• [TEXT TO READ]:

◆ ◆ ◆ ◆

Non Destructive Version of rm

Mon May 6 17:24:47 AEST 1991

In article <JIK.91May6001507 at pit-manager.mit.edu> jik at athena.mit.edu (Jonathan I. Kamens) writes:

>
>  John Navarra suggests a non-destructive version of 'rm' that either
>moves the deleted file into a directory such as
>/var/preserve/username, which is periodically reaped by the system,
>and from which the user can retrieve accidentally deleted files, or
>uses a directory $HOME/tmp and does a similar thing.
>
>  He points out two drawbacks with the approach of putting the deleted
>file in the same directory as before it was deleted.  First of all,
>this requires that the entire directory tree be searched in order to
>reap deleted files, and this is slower than just having to search one
>directory.  Second, the files show up when the "-a" or "A" flag to ls
>is used to list the files in a directory.
>
>  A design similar to his was considered when we set about designing
>the non-destructive rm currently in use (as "delete") at Project
>Athena and available in the comp.sources.misc archives.  There were
>several reasons why we chose the approach of leaving files in the same
>directory, rather than Navarra's approach.  They include:
>
>1. In a distributed computing environment, it is not practical to
>   assume that a world-writeable directory such as /var/preserve will
>   exist on all workstations, and be accessible identically from all
>   workstations (i.e. if I delete a file on one workstation, I must be
>   able to undelete it on any other workstation; one of the tenet's of
>   Project Athena's services is that, as much as possible, they must
>   not differ when a user moves from one workstation to another).
>   Furthermore, the "delete" program cannot run setuid in order to
>   have access to the directory, both because setuid programs are a
>   bad idea in general, and because setuid has problems in remote
>   filesystem environments (such as Athena's).  Using $HOME/tmp
>   alleviates this problem, but there are others....

     	The fact that among Athena's 'tenets' is that of similarity from
 workstation to workstation is both good and bad in my opinion. True, it
 is reasonable to expect that Unix will behave the same on similar workstations
 but one of the fundamental benifits of Unix is that the user gets to create
 his own environment. Thus, we can argue the advantages and disadvantages of
 using an undelete utililty but you seem to be of the opinion that non-
 standard changes are not beneficial and I argue that most users don't use
 a large number of different workstations and that we shouldn't reject a 
 better method just because it isn't standard.
	I don't understand your setuid argument. All you do is have a directory
 called /var/preserve/navarra and have each persons directory unaccessible to
 others (or possibily have the sticky bit set on too) so that only a the owner
 of the file can undelete it.

◆ ◆ ◆ ◆

A series of records
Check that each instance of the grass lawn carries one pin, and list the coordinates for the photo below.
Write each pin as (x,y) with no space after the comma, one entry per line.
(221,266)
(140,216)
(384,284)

◆ ◆ ◆ ◆

• [TASK DETAILS]:
Retype everything in the thread on a non-destructive rm from "The fact that" down to "can undelete it.".

• [TASK ANSWER]:
The fact that among Athena's 'tenets' is that of similarity from
 workstation to workstation is both good and bad in my opinion. True, it
 is reasonable to expect that Unix will behave the same on similar workstations
 but one of the fundamental benifits of Unix is that the user gets to create
 his own environment. Thus, we can argue the advantages and disadvantages of
 using an undelete utililty but you seem to be of the opinion that non-
 standard changes are not beneficial and I argue that most users don't use
 a large number of different workstations and that we shouldn't reject a 
 better method just because it isn't standard.
	I don't understand your setuid argument. All you do is have a directory
 called /var/preserve/navarra and have each persons directory unaccessible to
 others (or possibily have the sticky bit set on too) so that only a the owner
 of the file can undelete it.